■ Your objective: Return, word for word, the lines from the one containing "of the missile" through the end of the entries below, with both ends included. Leave the pictures out of your answer.

■ Supplied material:
** BEGIN **

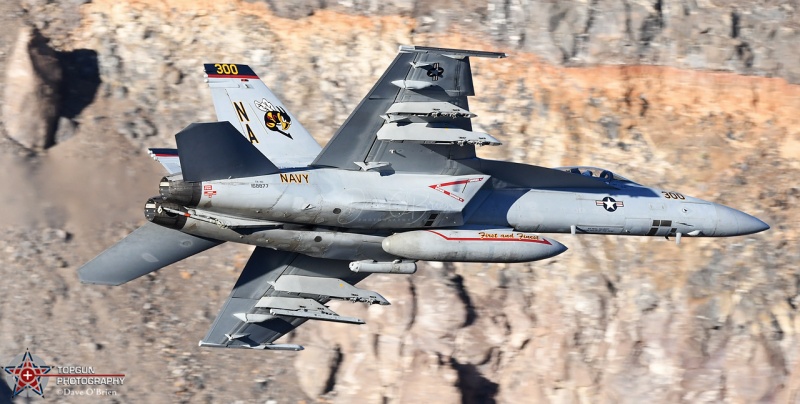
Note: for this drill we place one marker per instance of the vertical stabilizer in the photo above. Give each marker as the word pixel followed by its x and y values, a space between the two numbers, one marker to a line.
pixel 242 99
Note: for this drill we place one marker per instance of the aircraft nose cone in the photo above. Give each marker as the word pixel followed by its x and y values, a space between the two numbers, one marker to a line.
pixel 749 224
pixel 731 222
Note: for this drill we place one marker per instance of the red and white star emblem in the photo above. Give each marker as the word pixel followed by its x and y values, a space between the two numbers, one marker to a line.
pixel 28 375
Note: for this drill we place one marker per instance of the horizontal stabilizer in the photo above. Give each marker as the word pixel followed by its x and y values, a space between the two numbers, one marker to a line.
pixel 216 150
pixel 149 248
pixel 168 158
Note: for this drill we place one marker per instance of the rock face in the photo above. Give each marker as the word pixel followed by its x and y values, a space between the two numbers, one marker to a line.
pixel 700 97
pixel 31 98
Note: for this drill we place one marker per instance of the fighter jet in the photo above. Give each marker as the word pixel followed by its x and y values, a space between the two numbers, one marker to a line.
pixel 399 182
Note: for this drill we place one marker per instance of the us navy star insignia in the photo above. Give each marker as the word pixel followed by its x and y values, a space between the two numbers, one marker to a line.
pixel 609 204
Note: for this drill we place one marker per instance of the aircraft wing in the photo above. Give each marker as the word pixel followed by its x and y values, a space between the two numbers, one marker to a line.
pixel 415 119
pixel 277 292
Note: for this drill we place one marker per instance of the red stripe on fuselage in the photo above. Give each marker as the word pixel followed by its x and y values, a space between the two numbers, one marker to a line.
pixel 539 241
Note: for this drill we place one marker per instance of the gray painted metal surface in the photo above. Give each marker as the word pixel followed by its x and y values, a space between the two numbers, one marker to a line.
pixel 399 182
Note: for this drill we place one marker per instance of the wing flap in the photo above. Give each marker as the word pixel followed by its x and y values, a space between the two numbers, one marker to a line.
pixel 427 87
pixel 149 248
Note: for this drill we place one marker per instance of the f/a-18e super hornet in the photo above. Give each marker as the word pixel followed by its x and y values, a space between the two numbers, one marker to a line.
pixel 399 182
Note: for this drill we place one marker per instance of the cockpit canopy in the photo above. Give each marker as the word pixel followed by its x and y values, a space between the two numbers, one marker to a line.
pixel 595 172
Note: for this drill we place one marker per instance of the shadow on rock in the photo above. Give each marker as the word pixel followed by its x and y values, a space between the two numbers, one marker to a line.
pixel 81 79
pixel 475 388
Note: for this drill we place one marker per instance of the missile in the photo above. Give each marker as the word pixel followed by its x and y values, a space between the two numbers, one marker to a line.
pixel 368 266
pixel 489 245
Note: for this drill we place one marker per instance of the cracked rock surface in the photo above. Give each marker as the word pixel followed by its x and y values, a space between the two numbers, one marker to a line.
pixel 699 97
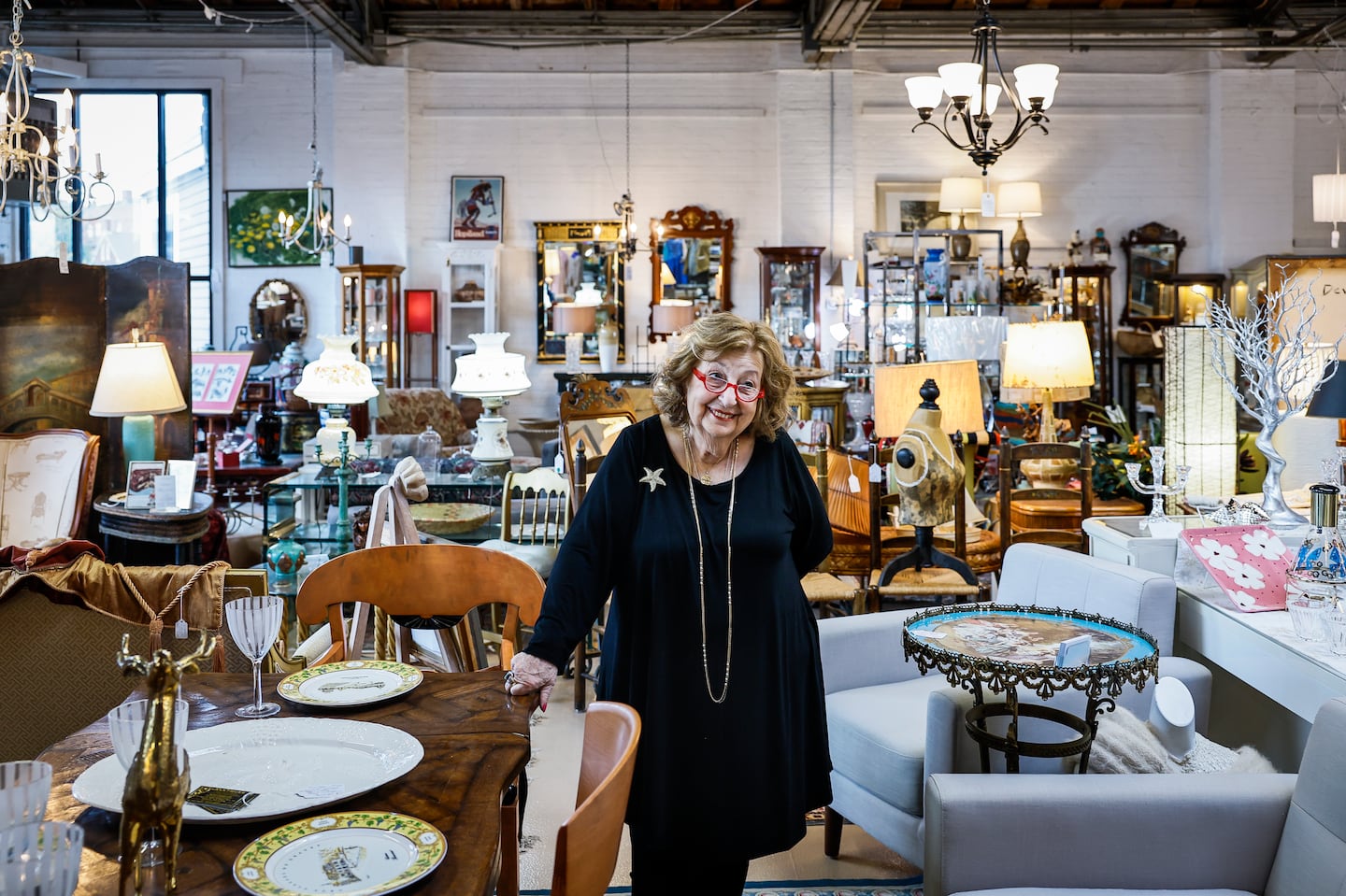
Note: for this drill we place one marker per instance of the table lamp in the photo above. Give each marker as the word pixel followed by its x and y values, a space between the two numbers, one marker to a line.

** END **

■ Result of the exercise:
Note: for this drill we place one marker per instance of the missile in the photo above. Give each marker as the word pixel followed by its x and y values, a space between the two numbers, one marker to a line.
pixel 368 266
pixel 489 245
Note: for this drill we place one marker per instance of the cracked rock surface in the photo above. Give each marker as the word pixel followed by its x and y values, a space between the two numbers, one marker to a line.
pixel 699 97
Note: for this drill we place one marker per instance of the table lamp in the photo above. Give each marker as the word pixel followed by its x and y values, a space between the two numbers, one marker to a line.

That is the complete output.